■ **Supplied records**:
--

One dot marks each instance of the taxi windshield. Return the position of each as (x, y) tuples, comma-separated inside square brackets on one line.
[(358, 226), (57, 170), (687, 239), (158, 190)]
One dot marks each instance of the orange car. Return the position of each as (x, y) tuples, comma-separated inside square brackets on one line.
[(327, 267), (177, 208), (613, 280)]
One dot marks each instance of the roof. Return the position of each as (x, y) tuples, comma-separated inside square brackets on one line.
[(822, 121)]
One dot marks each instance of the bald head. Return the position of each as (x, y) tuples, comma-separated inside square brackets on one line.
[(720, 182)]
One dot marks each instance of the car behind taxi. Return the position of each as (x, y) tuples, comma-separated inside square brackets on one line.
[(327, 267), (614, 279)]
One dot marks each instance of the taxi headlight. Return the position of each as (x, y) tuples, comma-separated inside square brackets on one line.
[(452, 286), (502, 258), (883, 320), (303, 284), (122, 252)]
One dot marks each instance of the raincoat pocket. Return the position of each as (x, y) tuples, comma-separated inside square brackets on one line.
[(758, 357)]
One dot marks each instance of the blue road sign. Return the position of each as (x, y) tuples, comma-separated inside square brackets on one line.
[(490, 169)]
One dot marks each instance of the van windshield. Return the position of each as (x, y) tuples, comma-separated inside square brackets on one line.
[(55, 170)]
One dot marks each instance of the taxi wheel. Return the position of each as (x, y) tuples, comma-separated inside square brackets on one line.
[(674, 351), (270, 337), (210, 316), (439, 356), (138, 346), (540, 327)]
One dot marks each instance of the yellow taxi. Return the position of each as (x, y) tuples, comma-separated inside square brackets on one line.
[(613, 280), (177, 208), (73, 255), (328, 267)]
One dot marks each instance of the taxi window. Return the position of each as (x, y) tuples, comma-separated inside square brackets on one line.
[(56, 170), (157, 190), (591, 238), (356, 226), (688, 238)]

--

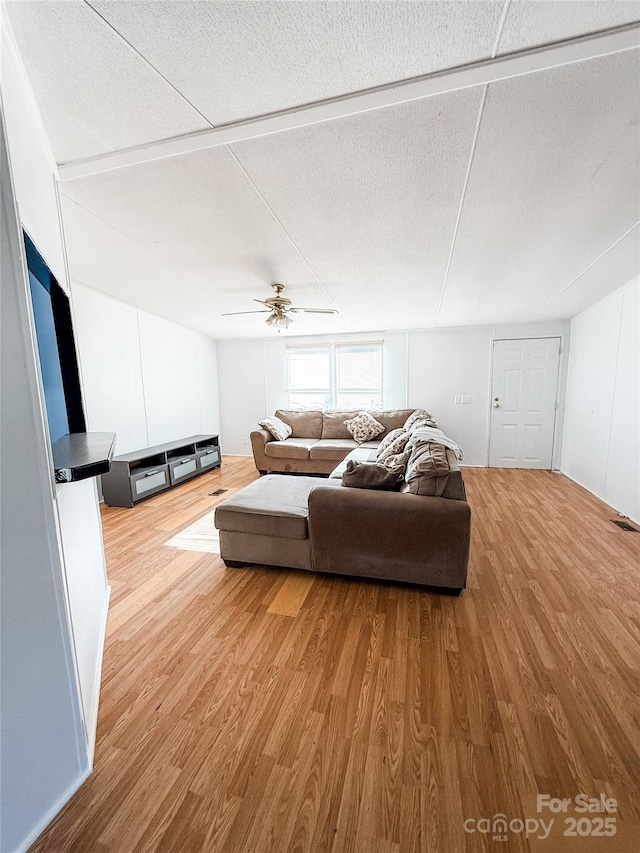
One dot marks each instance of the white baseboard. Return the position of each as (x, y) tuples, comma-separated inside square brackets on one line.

--

■ **Short task**:
Reproduce, character for character, the entries starting at the line containing "One dot marks each instance of the taxi wheel." and ending at the line containing "[(613, 280), (177, 208), (73, 255), (328, 267)]", with both of those lines included.

■ **Result of the exercise**:
One dot marks each instance of the taxi wheel. Return the position of each as (x, y) tuples, comma-separated inside square brackets on one line.
[(674, 351), (270, 337), (210, 316), (439, 356), (138, 346), (540, 327)]
One dot marks each instance of the yellow taxi. Return the position of each as (x, y) tuples, comma-separated inside square brackets on one line.
[(613, 280), (177, 208), (73, 255), (328, 267)]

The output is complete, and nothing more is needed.